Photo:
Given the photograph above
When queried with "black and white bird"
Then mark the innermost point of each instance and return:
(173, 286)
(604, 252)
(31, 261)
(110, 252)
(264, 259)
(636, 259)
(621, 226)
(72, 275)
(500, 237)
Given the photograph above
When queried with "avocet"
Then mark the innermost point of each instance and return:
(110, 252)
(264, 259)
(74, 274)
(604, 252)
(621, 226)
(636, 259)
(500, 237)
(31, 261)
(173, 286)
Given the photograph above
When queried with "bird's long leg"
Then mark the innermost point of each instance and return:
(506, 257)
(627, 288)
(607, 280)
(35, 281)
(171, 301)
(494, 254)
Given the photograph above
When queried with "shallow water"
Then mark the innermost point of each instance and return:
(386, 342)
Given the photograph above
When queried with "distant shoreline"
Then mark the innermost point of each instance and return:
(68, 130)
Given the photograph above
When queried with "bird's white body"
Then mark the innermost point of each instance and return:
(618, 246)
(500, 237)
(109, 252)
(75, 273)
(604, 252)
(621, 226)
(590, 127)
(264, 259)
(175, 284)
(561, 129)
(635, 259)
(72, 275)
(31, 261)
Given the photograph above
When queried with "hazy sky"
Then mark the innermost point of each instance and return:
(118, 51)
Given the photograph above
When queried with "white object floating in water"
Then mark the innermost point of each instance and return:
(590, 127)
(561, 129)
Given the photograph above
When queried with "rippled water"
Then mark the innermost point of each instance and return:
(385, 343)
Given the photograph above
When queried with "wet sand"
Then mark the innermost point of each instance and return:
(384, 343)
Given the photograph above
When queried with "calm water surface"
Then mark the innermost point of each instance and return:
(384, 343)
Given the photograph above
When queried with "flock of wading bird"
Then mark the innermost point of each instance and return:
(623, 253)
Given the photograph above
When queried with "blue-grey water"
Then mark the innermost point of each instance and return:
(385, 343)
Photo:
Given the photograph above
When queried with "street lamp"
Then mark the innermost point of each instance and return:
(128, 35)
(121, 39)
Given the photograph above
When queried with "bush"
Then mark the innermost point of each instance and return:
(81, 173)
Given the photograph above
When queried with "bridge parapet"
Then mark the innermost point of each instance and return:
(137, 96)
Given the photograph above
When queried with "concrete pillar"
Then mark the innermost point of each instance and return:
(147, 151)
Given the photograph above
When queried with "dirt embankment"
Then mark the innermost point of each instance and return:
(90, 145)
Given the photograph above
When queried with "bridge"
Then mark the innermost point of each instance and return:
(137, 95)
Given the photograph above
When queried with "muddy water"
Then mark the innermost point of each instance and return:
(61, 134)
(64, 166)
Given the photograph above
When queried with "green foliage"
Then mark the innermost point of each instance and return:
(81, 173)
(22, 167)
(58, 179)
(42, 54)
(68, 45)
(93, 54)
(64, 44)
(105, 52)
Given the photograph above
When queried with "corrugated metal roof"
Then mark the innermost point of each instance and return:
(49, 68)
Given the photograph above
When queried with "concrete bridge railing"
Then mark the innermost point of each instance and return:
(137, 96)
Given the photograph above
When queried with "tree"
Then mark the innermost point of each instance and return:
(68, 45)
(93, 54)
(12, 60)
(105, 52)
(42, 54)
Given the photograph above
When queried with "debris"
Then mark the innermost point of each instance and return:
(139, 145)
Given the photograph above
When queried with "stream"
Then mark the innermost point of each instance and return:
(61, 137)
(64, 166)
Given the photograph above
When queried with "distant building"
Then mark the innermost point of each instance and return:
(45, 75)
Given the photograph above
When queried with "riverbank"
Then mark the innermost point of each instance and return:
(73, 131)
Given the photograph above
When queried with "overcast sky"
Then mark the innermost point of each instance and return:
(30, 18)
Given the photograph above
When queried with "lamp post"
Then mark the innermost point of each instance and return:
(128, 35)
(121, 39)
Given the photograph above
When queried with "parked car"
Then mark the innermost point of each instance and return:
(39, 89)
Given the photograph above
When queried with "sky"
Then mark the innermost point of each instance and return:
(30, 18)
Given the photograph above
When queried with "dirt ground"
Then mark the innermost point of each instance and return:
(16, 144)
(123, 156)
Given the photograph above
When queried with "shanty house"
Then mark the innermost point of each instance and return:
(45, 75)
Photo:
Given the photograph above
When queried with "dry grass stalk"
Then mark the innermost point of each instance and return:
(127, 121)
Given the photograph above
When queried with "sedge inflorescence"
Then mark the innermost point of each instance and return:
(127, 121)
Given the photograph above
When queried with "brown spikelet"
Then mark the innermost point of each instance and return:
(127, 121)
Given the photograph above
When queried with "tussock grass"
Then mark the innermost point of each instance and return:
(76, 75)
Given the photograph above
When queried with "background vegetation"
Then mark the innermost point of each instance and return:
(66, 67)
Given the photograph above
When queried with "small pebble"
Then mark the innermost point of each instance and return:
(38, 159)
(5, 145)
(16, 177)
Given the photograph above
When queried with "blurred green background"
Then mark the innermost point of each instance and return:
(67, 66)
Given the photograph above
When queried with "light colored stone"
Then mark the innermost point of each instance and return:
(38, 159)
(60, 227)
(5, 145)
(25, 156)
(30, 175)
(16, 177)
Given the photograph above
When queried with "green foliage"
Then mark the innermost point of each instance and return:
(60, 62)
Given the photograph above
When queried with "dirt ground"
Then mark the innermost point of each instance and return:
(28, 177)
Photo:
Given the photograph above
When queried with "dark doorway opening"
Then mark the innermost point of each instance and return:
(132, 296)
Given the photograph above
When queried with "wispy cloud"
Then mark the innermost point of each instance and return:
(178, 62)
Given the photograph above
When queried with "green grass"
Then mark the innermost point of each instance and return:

---

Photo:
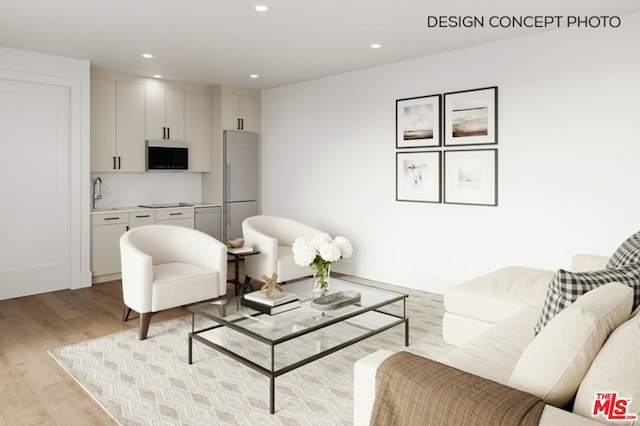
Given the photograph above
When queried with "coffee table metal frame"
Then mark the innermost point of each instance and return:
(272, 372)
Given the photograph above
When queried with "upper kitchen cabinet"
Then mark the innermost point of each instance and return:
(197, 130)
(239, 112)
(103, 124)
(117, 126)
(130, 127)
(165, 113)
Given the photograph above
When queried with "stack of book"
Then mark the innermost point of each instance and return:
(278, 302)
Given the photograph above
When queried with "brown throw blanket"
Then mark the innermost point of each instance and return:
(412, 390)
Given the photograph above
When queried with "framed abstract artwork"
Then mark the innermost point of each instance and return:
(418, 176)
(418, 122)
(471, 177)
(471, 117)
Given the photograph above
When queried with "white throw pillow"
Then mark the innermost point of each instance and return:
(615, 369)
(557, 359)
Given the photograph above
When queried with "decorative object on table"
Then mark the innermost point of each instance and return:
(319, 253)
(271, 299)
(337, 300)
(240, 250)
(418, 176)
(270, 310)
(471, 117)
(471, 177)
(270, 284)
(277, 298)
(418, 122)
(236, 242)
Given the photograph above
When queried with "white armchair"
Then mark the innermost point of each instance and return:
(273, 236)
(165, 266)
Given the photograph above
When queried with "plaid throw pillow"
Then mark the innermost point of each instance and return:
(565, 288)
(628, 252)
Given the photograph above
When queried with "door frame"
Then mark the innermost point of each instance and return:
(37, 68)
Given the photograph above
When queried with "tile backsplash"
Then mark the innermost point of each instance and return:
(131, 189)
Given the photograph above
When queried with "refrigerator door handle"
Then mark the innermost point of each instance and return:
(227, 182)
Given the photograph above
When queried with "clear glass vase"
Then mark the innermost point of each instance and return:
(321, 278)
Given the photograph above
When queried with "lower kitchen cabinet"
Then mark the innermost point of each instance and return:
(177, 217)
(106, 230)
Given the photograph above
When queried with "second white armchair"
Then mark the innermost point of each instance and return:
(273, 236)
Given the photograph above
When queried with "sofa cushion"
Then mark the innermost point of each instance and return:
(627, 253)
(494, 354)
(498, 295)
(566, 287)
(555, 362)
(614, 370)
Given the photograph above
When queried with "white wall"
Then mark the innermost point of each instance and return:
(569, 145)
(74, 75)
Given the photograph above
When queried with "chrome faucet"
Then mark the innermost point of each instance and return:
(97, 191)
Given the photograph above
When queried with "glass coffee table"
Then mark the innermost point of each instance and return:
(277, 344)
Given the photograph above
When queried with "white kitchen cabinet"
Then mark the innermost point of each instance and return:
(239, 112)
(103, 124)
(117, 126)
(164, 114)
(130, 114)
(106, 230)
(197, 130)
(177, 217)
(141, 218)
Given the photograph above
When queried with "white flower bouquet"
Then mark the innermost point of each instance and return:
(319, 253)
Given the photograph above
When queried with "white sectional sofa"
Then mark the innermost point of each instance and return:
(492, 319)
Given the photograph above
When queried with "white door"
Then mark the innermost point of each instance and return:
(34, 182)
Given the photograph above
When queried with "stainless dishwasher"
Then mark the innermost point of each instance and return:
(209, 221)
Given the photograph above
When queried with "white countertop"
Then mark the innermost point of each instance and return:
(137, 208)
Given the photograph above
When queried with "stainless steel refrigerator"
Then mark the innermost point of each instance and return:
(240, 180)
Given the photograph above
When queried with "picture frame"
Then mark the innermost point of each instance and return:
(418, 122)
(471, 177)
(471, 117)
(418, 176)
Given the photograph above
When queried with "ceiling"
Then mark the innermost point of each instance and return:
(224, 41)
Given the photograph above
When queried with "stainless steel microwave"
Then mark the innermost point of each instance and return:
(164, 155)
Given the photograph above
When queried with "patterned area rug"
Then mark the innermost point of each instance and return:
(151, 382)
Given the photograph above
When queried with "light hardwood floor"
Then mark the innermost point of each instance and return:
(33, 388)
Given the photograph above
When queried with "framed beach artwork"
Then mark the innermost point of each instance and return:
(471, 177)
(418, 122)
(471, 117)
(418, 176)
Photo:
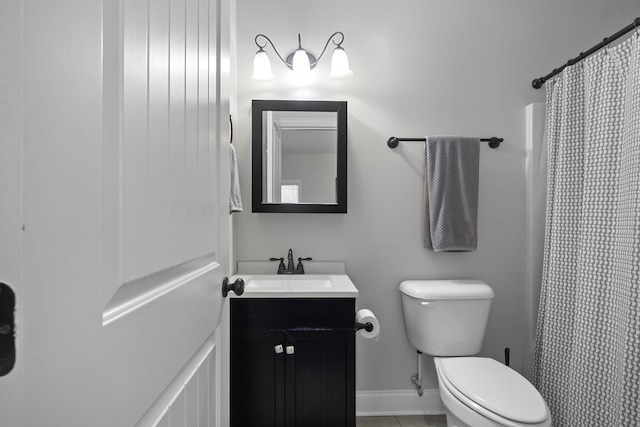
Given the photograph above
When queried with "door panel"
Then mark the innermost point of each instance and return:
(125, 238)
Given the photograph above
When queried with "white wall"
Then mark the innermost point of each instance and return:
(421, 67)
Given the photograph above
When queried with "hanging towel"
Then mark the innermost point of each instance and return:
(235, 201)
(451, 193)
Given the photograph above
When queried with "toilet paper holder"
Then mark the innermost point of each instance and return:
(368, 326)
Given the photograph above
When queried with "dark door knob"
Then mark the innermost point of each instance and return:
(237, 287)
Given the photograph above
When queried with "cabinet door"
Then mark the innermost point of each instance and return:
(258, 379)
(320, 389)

(Given request) Count the lines in the listing above that contain the word "framed". Give only that number.

(Result) 2